Type out the material below exactly.

:::

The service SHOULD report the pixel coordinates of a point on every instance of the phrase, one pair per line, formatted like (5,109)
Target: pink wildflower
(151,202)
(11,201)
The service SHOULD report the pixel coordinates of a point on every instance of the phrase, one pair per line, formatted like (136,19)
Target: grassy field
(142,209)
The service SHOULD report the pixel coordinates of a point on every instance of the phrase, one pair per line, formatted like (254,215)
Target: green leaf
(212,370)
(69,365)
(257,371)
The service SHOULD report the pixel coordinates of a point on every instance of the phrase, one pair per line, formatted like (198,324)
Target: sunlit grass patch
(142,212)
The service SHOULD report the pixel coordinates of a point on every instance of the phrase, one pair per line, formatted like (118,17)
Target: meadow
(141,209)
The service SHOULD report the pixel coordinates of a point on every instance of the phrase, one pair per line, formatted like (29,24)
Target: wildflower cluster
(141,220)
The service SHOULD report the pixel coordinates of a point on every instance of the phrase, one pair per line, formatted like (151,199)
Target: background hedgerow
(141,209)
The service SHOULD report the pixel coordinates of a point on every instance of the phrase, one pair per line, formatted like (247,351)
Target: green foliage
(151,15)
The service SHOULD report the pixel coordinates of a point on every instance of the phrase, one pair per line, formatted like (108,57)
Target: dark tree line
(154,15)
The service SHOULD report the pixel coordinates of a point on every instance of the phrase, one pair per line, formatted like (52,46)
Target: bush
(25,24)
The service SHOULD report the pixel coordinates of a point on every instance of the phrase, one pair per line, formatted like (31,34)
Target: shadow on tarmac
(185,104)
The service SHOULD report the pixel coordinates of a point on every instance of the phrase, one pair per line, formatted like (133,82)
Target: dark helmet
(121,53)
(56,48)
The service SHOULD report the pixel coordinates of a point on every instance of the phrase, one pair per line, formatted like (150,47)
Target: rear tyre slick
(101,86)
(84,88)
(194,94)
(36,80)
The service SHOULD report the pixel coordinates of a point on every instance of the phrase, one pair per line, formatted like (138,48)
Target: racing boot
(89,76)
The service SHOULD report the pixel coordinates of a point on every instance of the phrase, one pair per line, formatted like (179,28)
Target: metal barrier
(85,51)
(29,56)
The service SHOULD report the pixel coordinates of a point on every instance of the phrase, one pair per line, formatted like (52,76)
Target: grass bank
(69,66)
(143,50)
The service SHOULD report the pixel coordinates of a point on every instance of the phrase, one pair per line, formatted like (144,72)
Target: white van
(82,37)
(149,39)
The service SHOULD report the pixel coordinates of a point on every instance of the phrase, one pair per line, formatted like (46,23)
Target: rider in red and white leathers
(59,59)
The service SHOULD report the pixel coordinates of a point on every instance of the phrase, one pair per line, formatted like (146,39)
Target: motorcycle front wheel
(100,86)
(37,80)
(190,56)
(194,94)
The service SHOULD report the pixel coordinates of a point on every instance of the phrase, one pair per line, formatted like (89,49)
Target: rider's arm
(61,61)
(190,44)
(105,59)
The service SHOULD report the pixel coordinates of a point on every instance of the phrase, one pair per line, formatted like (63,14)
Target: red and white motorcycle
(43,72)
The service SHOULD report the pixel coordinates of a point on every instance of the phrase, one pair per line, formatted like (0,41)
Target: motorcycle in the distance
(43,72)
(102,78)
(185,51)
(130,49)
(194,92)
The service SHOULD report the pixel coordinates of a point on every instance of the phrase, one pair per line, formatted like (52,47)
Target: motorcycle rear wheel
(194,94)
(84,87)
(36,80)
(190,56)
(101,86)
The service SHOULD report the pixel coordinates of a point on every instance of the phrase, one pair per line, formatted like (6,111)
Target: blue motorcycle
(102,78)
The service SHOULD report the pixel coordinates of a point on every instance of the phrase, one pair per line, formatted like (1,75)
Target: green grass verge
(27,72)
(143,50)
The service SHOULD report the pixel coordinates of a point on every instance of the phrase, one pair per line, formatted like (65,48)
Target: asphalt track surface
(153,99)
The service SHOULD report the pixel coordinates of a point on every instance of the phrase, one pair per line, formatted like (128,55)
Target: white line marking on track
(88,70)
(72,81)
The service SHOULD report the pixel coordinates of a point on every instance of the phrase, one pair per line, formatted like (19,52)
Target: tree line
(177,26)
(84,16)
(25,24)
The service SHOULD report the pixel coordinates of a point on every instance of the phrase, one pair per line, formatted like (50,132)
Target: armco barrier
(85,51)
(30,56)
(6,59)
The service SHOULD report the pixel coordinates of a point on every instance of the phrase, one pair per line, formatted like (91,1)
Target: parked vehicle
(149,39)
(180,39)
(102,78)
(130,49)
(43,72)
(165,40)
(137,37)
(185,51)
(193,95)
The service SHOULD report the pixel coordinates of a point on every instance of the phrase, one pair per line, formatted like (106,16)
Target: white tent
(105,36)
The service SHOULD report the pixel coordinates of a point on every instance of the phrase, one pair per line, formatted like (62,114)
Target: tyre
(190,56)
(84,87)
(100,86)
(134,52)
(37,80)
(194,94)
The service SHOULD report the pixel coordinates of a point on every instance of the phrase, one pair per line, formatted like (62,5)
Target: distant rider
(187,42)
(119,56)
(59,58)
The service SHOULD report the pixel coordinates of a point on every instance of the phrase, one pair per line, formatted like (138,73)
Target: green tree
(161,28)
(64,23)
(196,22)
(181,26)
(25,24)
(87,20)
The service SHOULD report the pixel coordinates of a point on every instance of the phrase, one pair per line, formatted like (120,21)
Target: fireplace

:::

▸ SOLUTION BELOW:
The service SHOULD report the pixel coordinates of a point on every instance of the phrase, one pair per line, formatted like (5,109)
Target: pink wildflower
(151,202)
(11,201)
The service SHOULD report the pixel coordinates of a point on every instance of the phrase, one pair per line, formatted like (136,19)
Target: grassy field
(142,209)
The service SHOULD report the pixel coordinates of a point on every instance of the phrase, one pair per line, formatted like (254,215)
Target: green leaf
(212,370)
(69,365)
(257,371)
The service SHOULD report the pixel coordinates of a point on every instance of the phrase, one pair per line, formatted like (198,324)
Target: sunlit grass patch
(142,212)
The service SHOULD report the pixel coordinates of a point on every instance of the phrase, one pair per line, formatted like (118,17)
Target: meadow
(141,209)
The service SHOULD report the pixel coordinates of a point on every instance of the phrase, one pair per line, formatted like (29,24)
Target: wildflower cluster
(141,220)
The service SHOULD report the pixel coordinates of a point on every instance of the phrase, one pair per line, formatted like (151,199)
Target: background hedgerow
(141,209)
The service SHOULD report the pixel coordinates of a point on every instance of the phrase, one pair per line, formatted like (247,351)
Target: green foliage
(151,15)
The service SHOULD report the pixel coordinates of a point on every instance of the phrase, one pair per line, formatted like (108,57)
Target: dark tree line
(154,15)
The service SHOULD report the pixel coordinates of a point on every instance of the phrase, one pair per line, formatted like (52,46)
Target: bush
(25,24)
The service SHOULD report the pixel coordinates of a point on every instance of the phrase, one pair per line, formatted like (31,34)
Target: shadow on tarmac
(185,104)
The service SHOULD report the pixel coordinates of a point on every instance of the phrase, one pair per line, formatted like (133,82)
Target: dark helmet
(121,53)
(56,48)
The service SHOULD report the pixel coordinates of a point on every instance of the phrase, one pair per line, formatted like (150,47)
Target: rear tyre slick
(101,86)
(84,88)
(194,94)
(36,80)
The service SHOULD report the pixel coordinates of a point on every instance of the phrase, one pair per line, formatted like (138,48)
Target: racing boot
(89,76)
The service SHOULD report the pixel coordinates of a point on every instance of the phrase, one pair per line, formatted like (179,28)
Target: metal barrier
(85,51)
(29,56)
The service SHOULD report the pixel coordinates of a point on every instance of the phrase, one pair per line, formatted like (52,76)
Target: grass bank
(69,66)
(143,50)
The service SHOULD report the pixel coordinates of a point on every instance of the phrase, one pair per line, formatted like (144,72)
Target: white van
(82,37)
(149,39)
The service SHOULD report the pixel coordinates of a point on every instance of the phrase, one pair per line, formatted like (46,23)
Target: rider in red and white leathers
(59,59)
The service SHOULD report the pixel coordinates of a point on every instance of the phrase, one pair per line, formatted like (146,39)
Target: motorcycle front wheel
(100,86)
(37,80)
(190,56)
(194,94)
The service SHOULD report the pixel coordinates of a point on every instance of the phrase, one pair per line, formatted like (89,49)
Target: rider's arm
(61,61)
(190,44)
(105,59)
The service SHOULD report the pixel coordinates of a point on every instance of the phrase, one pair per line, formatted like (63,14)
Target: red and white motorcycle
(43,72)
The service SHOULD report the pixel coordinates of a point on every instance of the phrase, one pair per line, formatted like (0,41)
Target: motorcycle in the distance
(43,72)
(102,78)
(185,51)
(130,49)
(194,92)
The service SHOULD report the pixel coordinates of a point on every instance of the phrase, one pair per line, formatted like (52,47)
Target: motorcycle rear wheel
(194,94)
(84,87)
(36,80)
(190,56)
(101,86)
The service SHOULD report the pixel coordinates of a point on every instance of the phrase, one pair per line, formatted like (6,111)
Target: blue motorcycle
(102,78)
The service SHOULD report the pixel coordinates of a point on every instance of the phrase, one pair per line, formatted like (1,75)
Target: green grass verge
(27,72)
(143,50)
The service SHOULD report the pixel coordinates of a point on every instance of the phrase, one pair per line, formatted like (65,48)
Target: asphalt track surface
(153,99)
The service SHOULD report the pixel coordinates of a point on every instance of the phrase, one pair per line, formatted like (128,55)
Target: white line marking on track
(88,70)
(72,81)
The service SHOULD report the pixel coordinates of a point on every instance of the phrase, one pair per line, formatted like (19,52)
Target: tree line
(177,26)
(84,16)
(25,24)
The service SHOULD report the pixel coordinates of a point on every instance of the phrase, one pair per line, formatted like (50,132)
Target: armco barrier
(85,51)
(30,56)
(6,59)
The service SHOULD report the pixel coordinates of a point on every instance of the phrase, one pair per line, formatted like (91,1)
Target: parked vehicle
(149,39)
(180,39)
(102,78)
(130,49)
(43,72)
(165,40)
(137,37)
(185,51)
(193,95)
The service SHOULD report the pixel coordinates of a point on every instance of the phrase, one pair per line, formatted like (106,16)
Target: white tent
(105,36)
The service SHOULD report the pixel coordinates of a point on every instance of the phrase, one pair per line, formatted like (62,114)
Target: tyre
(190,56)
(84,87)
(100,86)
(134,52)
(37,80)
(194,94)
The service SHOULD report the pixel coordinates of a point on every instance of the phrase, one pair per line, formatted like (62,5)
Target: distant rider
(187,42)
(119,56)
(59,58)
The service SHOULD report the pixel coordinates of a point on every instance of the phrase, one pair per line, formatted like (138,73)
Target: green tree
(161,28)
(64,23)
(196,22)
(181,26)
(25,24)
(87,20)
The service SHOULD report the pixel coordinates of a point on every instance of the phrase, one pair per line, formatted like (120,21)
Target: fireplace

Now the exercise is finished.